Jury rejects prosecution’s sex assault case against sergeant
By NANCY MONTGOMERY | STARS AND STRIPES Published: April 27, 2017
VICENZA, Italy — An Army sergeant accused of stealing into a sleeping soldier’s room to sexually assault him was acquitted Wednesday after a three-day court-martial.
Sgt. Darien Shedrick was acquitted of abusive sexual contact, attempt to commit forcible sodomy and housebreaking. He was convicted of making a false official statement in an interview with criminal investigators.
The military jury on Thursday sentenced him to 60 days’ restriction and hard labor. Prosecutors had asked for a sentence of a year in prison and a dishonorable discharge.
The case, according to victim advocates, represented a step forward in sexual assault reporting because male victims are far less likely than female victims to disclose being sexually assaulted or to seek services, according to a RAND Corp. study and Pentagon reports.
But Michael Waddington, Shedrick’s lead defense lawyer, said the case was pursued as “a homosexual witch hunt.”
The case was initiated last May after the then-18-year-old private first class reported that he’d been awakened in his bed in his barracks room by Shedrick tugging at his shorts, then saw that his pants had been unzipped and his belt buckle undone.

= THE DATA =

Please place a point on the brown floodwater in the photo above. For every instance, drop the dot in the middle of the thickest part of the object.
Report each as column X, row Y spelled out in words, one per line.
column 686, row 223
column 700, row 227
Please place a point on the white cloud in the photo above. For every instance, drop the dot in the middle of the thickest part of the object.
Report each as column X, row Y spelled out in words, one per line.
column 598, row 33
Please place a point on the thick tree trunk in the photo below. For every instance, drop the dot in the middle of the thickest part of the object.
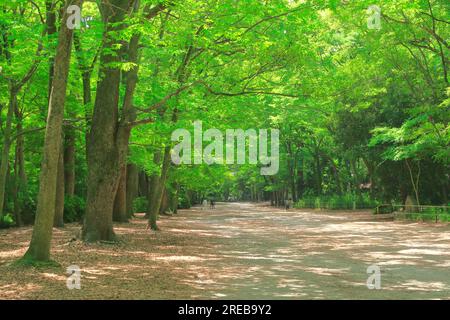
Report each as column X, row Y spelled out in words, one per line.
column 156, row 197
column 59, row 202
column 69, row 162
column 120, row 208
column 144, row 184
column 20, row 181
column 164, row 201
column 108, row 139
column 42, row 232
column 4, row 160
column 132, row 188
column 174, row 198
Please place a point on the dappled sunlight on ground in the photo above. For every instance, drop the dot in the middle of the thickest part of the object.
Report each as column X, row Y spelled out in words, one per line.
column 238, row 251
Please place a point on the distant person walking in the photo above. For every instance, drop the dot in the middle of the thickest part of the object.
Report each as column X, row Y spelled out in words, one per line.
column 287, row 204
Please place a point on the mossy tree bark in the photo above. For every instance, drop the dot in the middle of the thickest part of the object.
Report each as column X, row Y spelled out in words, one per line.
column 39, row 249
column 59, row 201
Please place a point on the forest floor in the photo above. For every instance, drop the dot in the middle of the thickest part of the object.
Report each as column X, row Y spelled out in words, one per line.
column 240, row 251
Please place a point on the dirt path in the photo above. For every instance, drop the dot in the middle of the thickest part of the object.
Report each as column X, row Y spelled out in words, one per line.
column 241, row 251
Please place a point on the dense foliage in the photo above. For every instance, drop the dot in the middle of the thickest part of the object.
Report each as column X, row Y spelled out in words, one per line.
column 362, row 107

= WORK INSTRUCTION =
Extend the news report on the sergeant's court-martial, picking up after its last sentence. The listing isn't needed for this.

= RESPONSE =
“He was angry that the accused had come into his room and tried to pull off his shorts,” the prosecutor, Capt. Andrew Warmington, told the nine-person jury in closing arguments. “He realized that he needed to have the courage to come forward ... so that another soldier wouldn’t wake up with the accused at the foot of his bed trying to take off his shorts.”
Shedrick, 35, had gained entrance to the room by telling the barracks charge of quarters that he wanted to check on the private first class.
In a videotaped interview with criminal investigators shown at trial he initially denied going into the room, then said he had but had not touched the soldier.
After an investigator told him that his DNA from skin cells could show up on the private first class’ clothes, Shedrick said he might have accidentally touched the alleged victim earlier in the evening as the two socialized in Shedrick’s room. The private first class had dropped a bottle of beer, Shedrick said, and he moved him out of the way to clean it up.
Shedrick told the interviewer that he was bisexual and that he and the private first class had been flirting. But he said he’d decided against pursuing sex when the private first class dropped the beer.
As it turned out, the only usable DNA found on the private first class’ clothes belonged to the private first class and another, unidentified person who was not Shedrick.
Shedrick’s smartphone, which the private first class had said Shedrick used to show him pornography, had no porn on it but, as the prosecutor pointed out, it lacked any browsing history whatsoever.
In his closing argument, Waddington said that authorities’ “confirmation bias” had led them to pursue a case he said was riddled with reasonable doubt. “If there’s no porn on the phone, they’re going to go to the grave saying there was porn on the phone,” he said.
He mocked a prosecution exhibit as “something a kindergartner would draw.”
The prosecutor told the jury that the case boiled down to two questions: “Why was the accused in (the private first class’) room and why was the accused so afraid to tell (criminal investigators) he was in there?”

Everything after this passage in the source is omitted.